[Goal A]
Extract every line in the rows that contains the word "tree", matching case exactly.

[Source]
● ● ● ● ● ● ●

Stablecoins remain a central topic of discussion within the ecosystem due to their significant alignment with market demand. As a result, both developers and enthusiasts have been actively exploring avenues to create a stablecoin that can exert a lasting influence on the ecosystem. However, the progress in this endeavor has been relatively modest thus far.
I believe that the inherent limitations of crypto-backed stablecoins are not discussed enough. As we will discuss in the article, the current projects have failed to attract users as the crypto-backed stablecoins are limited against fiat-backed stablecoins in several areas such as capital efficiency, liquidation risks, limited use cases, and liquidity.
Throughout the article, I’ll look at some stats on the current landscape of stablecoins and share some thoughts on that. Then, I will discuss stablecoin functionality as a concept that helps us to understand the reasons for the state of the stablecoin market. Lastly, I will focus on crypto-backed stablecoins individually, and address their problems.
Current Stablecoin Market Stats
Looking at the numbers from DeFiLlama:
The total stablecoin market cap is around $125 billion with almost 87% of it held by $USDT and $USDC.
Around 92% of the whole market is held by fiat-backed stablecoins with almost $116 billion.
Only around $7 billion is held by crypto-backed stablecoins in which $DAI holds around $5 billion.
The total market cap of algorithmic stablecoins is around 2 billion while $FRAX and $USDD capture 75% of the market share.
What does this data tell about the market conditions?
This data provides several insights about the market conditions:
$USDT and $USDC are projects that have achieved product-market fit and are in sync with market and user demands.
Despite the increasing number of projects in the crypto-backed stablecoin category, the dominant market share of $USDT and $USDC proves that there is no demand for alternatives right now.
Even though the increase in the DAI Savings Rate has helped DAI to gain market share for a while, $DAI has failed to maintain its market cap in terms of USD value for the last year while its dominance among crypto-backed stablecoin is unchallengeable.
With $DAI being the primary widely adopted crypto-backed stablecoin, its move towards RWA including US treasuries highlights the absence of a scalable stablecoin that is resistant to censorship and immune from counter-party risks.
Other crypto-backed stablecoins, excluding $DAI, have limited adoption, suggesting that their success and potential might be overestimated.
The viability of algorithmic stablecoins is uncertain, given that $FRAX is also attempting to distance itself from algorithmic mechanisms.
Notable changes in the stablecoin landscape are unlikely unless a major event undermines the credibility of $USDT and $USDC, or a groundbreaking project emerges.
Why do users prefer $USDT and $USDC?
Crypto started as a movement that was defined by the belief in freedom, decentralization, and skepticism toward centralized actors. However, the current landscape of the stablecoin market says otherwise. It is clear that with adoption in the ecosystem increases and more people coming to the space, the purity of the ecosystem also decreases, as most of the newcomers are not here for decentralization or censorship resistance.

● ● ● ● ● ● ●

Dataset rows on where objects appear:
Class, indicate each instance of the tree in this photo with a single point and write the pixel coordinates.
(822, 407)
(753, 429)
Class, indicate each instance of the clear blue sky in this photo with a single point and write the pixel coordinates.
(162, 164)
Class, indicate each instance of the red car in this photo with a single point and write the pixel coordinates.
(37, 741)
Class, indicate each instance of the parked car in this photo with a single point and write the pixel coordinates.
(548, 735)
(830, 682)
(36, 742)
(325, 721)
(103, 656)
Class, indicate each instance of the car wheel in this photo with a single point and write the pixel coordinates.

● ● ● ● ● ● ●

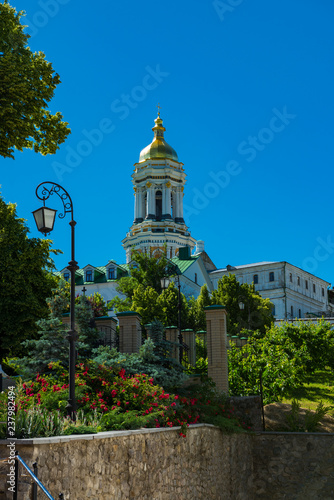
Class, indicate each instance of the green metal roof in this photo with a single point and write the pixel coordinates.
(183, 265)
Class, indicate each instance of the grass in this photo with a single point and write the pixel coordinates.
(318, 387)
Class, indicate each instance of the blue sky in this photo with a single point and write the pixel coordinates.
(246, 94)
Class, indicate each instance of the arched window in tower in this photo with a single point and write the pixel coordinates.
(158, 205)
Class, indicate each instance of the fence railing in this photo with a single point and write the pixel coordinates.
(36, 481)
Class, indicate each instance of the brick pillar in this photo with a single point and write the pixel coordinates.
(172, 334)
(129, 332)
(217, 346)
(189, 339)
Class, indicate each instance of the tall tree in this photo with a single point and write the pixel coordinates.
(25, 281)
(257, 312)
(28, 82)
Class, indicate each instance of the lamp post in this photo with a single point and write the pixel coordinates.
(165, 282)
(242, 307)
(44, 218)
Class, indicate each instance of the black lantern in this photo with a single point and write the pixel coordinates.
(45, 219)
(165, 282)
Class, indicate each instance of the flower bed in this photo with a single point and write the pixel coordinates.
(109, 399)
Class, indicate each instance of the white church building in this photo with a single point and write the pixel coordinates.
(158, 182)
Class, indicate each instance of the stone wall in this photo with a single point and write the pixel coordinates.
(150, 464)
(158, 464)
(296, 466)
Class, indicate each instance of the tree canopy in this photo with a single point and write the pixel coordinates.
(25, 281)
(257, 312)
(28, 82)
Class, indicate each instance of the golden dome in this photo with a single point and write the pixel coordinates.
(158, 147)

● ● ● ● ● ● ●

[Goal B]
In one to three sentences, explain why the stablecoin article calls the viability of algorithmic stablecoins uncertain.

[Exercise solution A]
Class, indicate each instance of the tree in this photo with a single point and write the pixel coordinates.
Class, indicate each instance of the tall tree in this photo with a single point and write the pixel coordinates.
Class, indicate each instance of the tree canopy in this photo with a single point and write the pixel coordinates.

[Exercise solution B]
The article calls it uncertain because $FRAX is also trying to distance itself from algorithmic mechanisms. $FRAX is one of the two projects that together hold 75% of the algorithmic stablecoin market.